Material for the task =

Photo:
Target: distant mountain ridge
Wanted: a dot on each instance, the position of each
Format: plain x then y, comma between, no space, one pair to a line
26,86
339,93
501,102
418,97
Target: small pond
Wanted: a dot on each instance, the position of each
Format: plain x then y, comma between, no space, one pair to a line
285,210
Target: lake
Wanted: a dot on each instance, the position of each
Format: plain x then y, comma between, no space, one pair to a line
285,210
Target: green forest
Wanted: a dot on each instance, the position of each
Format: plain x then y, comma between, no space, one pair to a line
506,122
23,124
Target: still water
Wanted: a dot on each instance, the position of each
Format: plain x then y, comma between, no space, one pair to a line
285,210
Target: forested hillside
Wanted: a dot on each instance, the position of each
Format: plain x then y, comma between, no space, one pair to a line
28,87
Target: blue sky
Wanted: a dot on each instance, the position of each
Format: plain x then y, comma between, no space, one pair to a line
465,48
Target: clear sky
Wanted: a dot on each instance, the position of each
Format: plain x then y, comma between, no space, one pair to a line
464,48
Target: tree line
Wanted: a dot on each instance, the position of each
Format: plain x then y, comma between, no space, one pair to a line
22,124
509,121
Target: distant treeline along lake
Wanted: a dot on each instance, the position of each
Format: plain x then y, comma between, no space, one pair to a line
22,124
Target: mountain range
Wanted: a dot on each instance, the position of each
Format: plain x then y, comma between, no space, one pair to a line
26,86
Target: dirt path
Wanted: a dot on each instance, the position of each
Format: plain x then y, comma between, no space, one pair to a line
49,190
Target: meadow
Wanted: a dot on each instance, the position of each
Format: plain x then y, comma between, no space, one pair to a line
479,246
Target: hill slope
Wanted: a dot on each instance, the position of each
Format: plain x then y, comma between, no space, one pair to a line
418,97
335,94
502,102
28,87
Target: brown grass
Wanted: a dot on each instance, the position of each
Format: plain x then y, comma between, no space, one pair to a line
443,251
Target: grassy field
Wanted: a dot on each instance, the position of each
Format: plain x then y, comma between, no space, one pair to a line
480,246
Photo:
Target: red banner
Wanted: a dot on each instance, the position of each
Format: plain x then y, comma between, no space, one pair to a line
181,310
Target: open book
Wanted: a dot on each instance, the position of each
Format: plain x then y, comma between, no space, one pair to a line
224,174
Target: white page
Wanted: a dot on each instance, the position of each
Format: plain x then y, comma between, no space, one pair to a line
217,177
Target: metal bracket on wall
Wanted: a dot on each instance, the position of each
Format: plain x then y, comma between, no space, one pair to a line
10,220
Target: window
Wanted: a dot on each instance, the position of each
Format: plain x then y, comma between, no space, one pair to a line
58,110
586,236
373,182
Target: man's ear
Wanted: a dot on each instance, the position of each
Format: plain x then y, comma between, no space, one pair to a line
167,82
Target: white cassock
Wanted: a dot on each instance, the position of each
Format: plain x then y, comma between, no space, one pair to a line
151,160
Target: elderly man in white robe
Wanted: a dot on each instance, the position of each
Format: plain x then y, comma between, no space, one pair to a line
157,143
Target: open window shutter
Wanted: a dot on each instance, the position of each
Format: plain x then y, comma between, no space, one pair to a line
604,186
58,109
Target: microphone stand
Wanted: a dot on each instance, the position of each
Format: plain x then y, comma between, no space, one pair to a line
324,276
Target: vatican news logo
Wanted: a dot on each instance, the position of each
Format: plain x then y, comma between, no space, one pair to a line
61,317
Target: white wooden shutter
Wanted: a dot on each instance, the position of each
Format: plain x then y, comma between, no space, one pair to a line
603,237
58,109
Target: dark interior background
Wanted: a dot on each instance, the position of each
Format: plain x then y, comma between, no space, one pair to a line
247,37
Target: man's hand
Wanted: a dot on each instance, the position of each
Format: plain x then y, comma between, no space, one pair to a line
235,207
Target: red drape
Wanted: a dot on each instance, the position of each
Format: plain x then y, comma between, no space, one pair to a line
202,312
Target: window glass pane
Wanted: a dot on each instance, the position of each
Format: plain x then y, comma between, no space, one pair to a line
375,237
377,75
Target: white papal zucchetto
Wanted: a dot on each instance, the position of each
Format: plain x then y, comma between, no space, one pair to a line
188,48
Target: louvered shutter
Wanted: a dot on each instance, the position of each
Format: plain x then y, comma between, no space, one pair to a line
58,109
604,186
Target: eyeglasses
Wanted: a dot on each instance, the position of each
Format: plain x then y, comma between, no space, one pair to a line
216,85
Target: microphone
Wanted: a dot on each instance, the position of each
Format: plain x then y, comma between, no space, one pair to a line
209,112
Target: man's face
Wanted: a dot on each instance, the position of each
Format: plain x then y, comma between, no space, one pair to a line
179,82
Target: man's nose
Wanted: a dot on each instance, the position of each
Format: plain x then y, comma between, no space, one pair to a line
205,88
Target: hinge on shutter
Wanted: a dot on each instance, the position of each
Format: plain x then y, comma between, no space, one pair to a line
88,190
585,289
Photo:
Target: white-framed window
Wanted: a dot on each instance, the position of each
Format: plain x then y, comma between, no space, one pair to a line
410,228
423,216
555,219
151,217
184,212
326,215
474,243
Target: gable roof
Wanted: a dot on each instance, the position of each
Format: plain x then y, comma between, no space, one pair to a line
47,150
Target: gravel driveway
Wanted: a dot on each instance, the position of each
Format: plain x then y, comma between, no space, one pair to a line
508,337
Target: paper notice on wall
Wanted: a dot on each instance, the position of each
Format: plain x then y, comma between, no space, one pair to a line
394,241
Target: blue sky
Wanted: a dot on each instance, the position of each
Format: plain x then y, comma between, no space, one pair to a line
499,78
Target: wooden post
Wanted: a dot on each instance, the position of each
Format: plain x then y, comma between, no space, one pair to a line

Work instructions =
Your task is to return, exactly and on their own, the lines from the one containing "Target: hinge on shutter" through the last line of the listing.

Result below =
Target: hinge on shutter
Wanted: a dot on each instance, the position of each
Format: plain x then y, comma between, no space, one pair to a line
88,190
585,289
Photo:
Target: white-framed window
Wanted: a dot on each instance, the position of each
Format: plain x then y, comma between, no space, one pair to a line
410,228
423,216
555,219
151,217
184,212
326,215
474,243
Target: gable roof
Wanted: a dot on each instance, the position of each
Format: plain x then y, comma between, no space, one pair to a line
47,150
Target: gravel driveway
Wanted: a dot on each instance, the position of each
Format: plain x then y, comma between, no space, one pair to a line
508,337
Target: paper notice on wall
Wanted: a dot on each instance, the position of each
Format: plain x then y, comma between, no space, one pair to a line
394,241
Target: blue sky
Wanted: a dot on each instance, the position of each
Format: plain x then y, comma between, no space, one pair to a line
499,78
Target: wooden post
Wanted: a dot on each instance, the position of each
Format: plain x then y, comma between, no space, one pair to a line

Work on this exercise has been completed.